* _Text block_
—————

This is a true meal-replacement shake. It’s designed to be one-third of your daily caloric and nutrient needs. The creator, Chris Bair, has stated that it’s a nutritionally complete product, which means you could have nothing but Keto Chow and be perfectly healthy. To prove this, Bair has completed several six-week and 100-day challenges where he consumes nothing but Keto Chow and had the blood work to prove his maintained health.

I have it once a day for breakfast. 

It definitely has the potential to be outside of many peoples’ price range. When factored at per-drink cost, it’s around $3.50 depending on the fat source one uses when mixing it. I use heavy whipping cream, which is relatively inexpensive.

It’s made keto easy for me, and it’s also the best tasting shake I’ve ever had.

Low Carb Recipe Websites

Fitness Trackers

I’ve been using a Fitbit for a couple years and absolutely love it! It tracks my steps, activities, sleep, heart rate, and has helped me become more active. I also like using Strava when I go on walks, runs, hikes, or biking trips.

Apps

Basically everyone has a smartphone. And what do we use on our smartphones? Apps, of course! I’ve found all of these apps to be a huge help in cutting down my own chaos and making my life easier or more enjoyable.

Forest App (Android, iOS)

To eliminate your phone as a distraction when you’re trying to focus, use the Forest App. The gist is that you’re rewarded for not being on your phone with virtual rewards.

—————

* _Data section_
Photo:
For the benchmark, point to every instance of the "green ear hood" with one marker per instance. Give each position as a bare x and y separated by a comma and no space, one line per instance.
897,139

—————

* _Given request_
Update the meal-replacement shake text from "This is a true" to "I’ve ever had.", inclusive, and write that passage out again with "lunch" in place of "breakfast".

* _Reply to the exercise_
This is a true meal-replacement shake. It’s designed to be one-third of your daily caloric and nutrient needs. The creator, Chris Bair, has stated that it’s a nutritionally complete product, which means you could have nothing but Keto Chow and be perfectly healthy. To prove this, Bair has completed several six-week and 100-day challenges where he consumes nothing but Keto Chow and had the blood work to prove his maintained health.

I have it once a day for lunch. 

It definitely has the potential to be outside of many peoples’ price range. When factored at per-drink cost, it’s around $3.50 depending on the fat source one uses when mixing it. I use heavy whipping cream, which is relatively inexpensive.

It’s made keto easy for me, and it’s also the best tasting shake I’ve ever had.